■ **AIM**
Lay out everything from the start of the listing down to and including the line containing "144 72 L 144" as a JSON list of strings, one string per line, skipping any blank lines.
== ENTRIES SHOWN
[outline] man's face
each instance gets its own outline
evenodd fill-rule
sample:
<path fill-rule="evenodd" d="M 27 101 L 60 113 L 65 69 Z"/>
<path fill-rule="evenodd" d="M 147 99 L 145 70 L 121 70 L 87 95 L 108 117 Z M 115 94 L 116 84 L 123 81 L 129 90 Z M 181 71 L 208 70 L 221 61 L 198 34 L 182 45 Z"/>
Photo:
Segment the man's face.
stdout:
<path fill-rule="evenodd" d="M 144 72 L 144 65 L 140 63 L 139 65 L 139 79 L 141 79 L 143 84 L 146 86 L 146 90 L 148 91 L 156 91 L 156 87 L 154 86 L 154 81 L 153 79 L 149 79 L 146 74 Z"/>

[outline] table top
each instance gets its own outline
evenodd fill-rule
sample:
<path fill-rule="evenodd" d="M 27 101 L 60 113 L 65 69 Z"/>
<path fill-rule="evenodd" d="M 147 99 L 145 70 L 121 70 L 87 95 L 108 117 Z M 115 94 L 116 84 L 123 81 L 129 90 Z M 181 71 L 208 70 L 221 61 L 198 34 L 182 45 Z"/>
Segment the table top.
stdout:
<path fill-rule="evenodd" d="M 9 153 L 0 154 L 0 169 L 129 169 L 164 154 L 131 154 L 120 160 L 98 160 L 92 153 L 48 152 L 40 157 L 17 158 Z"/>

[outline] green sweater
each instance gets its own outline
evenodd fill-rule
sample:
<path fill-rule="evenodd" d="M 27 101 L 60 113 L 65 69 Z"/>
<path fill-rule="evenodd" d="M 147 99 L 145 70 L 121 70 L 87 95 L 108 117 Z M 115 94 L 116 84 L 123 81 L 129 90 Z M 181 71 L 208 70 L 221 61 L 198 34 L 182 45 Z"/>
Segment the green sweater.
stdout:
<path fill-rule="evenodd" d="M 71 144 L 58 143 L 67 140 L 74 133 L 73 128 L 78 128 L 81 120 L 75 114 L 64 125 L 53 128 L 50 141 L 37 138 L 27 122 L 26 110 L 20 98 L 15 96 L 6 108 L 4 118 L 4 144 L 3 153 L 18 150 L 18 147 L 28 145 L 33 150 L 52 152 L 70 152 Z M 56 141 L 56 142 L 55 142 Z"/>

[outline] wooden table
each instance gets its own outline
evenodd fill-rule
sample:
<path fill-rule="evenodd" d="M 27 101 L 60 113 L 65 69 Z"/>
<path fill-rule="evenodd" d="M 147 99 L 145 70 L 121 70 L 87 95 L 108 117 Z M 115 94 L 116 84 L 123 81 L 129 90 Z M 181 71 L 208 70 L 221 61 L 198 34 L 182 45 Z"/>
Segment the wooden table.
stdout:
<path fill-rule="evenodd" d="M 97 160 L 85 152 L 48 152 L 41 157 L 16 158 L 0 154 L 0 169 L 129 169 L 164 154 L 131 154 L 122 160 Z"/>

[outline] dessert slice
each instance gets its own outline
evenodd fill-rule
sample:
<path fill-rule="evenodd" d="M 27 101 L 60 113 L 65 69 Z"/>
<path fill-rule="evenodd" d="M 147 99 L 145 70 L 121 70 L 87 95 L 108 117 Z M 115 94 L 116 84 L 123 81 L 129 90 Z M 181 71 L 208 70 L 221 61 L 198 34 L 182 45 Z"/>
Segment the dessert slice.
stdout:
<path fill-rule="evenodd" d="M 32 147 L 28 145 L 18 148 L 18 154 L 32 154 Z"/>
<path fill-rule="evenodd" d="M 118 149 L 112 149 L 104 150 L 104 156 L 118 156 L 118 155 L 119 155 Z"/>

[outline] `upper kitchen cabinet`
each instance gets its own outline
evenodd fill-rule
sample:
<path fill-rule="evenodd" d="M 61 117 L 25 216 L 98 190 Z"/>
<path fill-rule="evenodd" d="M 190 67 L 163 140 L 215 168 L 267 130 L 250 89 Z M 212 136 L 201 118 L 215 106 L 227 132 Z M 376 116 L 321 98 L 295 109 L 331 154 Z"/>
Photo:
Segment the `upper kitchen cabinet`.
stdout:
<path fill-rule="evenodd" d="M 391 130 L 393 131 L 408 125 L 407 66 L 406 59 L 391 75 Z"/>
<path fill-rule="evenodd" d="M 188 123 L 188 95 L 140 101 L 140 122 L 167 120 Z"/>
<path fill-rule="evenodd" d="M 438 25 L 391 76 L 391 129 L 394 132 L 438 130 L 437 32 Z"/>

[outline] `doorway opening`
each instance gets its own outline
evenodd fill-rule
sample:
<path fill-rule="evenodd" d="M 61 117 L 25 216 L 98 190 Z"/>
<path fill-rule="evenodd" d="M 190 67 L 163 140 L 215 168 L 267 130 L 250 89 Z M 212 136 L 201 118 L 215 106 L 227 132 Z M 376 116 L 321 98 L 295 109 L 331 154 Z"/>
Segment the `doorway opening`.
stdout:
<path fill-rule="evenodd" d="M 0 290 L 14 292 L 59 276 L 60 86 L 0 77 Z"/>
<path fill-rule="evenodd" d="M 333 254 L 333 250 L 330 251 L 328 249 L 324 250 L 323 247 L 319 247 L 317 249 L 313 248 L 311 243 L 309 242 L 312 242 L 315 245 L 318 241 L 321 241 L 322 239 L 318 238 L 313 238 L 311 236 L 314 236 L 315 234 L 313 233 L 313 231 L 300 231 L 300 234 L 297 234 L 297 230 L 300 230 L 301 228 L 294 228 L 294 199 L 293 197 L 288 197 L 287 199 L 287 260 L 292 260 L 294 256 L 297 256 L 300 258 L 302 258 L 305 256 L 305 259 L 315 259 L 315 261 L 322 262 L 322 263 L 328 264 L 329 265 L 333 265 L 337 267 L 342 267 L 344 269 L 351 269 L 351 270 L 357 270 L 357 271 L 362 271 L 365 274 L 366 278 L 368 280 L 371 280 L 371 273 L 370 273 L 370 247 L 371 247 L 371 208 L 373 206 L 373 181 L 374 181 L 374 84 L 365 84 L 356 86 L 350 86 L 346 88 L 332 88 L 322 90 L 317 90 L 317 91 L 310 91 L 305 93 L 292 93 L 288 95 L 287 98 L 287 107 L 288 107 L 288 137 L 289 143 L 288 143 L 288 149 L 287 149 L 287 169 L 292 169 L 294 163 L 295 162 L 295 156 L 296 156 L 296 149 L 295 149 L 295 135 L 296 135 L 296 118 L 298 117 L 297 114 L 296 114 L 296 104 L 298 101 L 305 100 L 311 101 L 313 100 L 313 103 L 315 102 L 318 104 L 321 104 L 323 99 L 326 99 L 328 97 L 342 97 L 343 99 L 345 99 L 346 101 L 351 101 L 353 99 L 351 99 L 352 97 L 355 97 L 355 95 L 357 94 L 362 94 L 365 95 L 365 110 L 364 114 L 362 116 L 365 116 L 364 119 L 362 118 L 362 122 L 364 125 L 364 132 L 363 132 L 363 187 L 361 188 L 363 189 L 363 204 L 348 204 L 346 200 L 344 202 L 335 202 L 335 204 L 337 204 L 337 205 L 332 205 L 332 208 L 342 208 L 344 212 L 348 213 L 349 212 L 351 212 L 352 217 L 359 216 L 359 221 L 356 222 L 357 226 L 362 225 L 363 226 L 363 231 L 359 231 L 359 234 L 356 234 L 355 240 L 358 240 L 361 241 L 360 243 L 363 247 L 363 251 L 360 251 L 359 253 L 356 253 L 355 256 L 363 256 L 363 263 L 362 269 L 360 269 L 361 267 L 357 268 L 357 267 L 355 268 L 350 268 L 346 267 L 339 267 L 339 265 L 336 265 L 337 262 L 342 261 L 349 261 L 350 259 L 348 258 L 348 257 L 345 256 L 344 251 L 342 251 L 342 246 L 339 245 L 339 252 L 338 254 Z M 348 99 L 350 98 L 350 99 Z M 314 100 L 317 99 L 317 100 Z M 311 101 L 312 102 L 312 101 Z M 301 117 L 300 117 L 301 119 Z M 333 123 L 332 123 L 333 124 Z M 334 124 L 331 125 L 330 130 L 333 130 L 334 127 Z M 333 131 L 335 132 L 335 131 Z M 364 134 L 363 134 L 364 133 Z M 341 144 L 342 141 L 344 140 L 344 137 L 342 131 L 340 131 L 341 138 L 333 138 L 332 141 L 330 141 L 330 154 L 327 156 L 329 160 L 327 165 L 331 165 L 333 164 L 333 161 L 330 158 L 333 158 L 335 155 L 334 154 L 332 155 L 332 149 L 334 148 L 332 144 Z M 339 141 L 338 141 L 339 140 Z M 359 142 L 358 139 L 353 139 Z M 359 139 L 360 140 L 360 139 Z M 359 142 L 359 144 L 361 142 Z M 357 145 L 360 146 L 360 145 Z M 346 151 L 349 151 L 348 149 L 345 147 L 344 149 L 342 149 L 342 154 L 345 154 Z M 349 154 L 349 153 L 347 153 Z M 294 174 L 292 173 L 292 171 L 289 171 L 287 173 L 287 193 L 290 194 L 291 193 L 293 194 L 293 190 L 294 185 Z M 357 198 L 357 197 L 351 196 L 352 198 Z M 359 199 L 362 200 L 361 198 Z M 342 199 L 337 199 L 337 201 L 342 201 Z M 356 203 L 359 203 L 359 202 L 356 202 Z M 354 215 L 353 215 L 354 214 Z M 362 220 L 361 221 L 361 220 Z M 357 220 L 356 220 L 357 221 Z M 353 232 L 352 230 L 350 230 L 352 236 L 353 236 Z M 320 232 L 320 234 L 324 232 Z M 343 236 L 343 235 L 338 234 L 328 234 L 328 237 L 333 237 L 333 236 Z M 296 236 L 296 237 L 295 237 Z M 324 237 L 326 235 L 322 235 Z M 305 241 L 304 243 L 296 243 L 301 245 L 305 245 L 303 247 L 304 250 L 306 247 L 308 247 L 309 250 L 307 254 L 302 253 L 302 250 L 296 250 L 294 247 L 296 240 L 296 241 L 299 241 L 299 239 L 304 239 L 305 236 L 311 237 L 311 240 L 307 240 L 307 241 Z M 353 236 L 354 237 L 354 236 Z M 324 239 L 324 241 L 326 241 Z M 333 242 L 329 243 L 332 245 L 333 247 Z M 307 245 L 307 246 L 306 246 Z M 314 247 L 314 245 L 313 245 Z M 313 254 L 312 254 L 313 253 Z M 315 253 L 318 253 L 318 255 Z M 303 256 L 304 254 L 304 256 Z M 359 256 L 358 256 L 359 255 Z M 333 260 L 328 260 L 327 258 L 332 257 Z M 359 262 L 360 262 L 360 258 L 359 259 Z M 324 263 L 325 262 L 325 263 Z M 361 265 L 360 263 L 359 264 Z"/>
====
■ **ANSWER**
[
  "[outline] man's face",
  "each instance gets its own outline",
  "evenodd fill-rule",
  "sample:",
  "<path fill-rule=\"evenodd\" d=\"M 27 101 L 60 113 L 65 69 Z\"/>",
  "<path fill-rule=\"evenodd\" d=\"M 147 99 L 145 70 L 121 70 L 87 95 L 108 117 Z M 115 94 L 116 84 L 123 81 L 129 90 Z M 181 71 L 208 70 L 221 61 L 198 34 L 182 45 Z\"/>",
  "Photo:",
  "Segment the man's face.",
  "stdout:",
  "<path fill-rule=\"evenodd\" d=\"M 144 72 L 144 65 L 140 63 L 139 65 L 139 79 L 141 79 L 143 84 L 146 86 L 146 90 L 148 91 L 156 91 L 156 87 L 154 86 L 154 81 L 153 79 L 149 79 L 146 74 Z\"/>"
]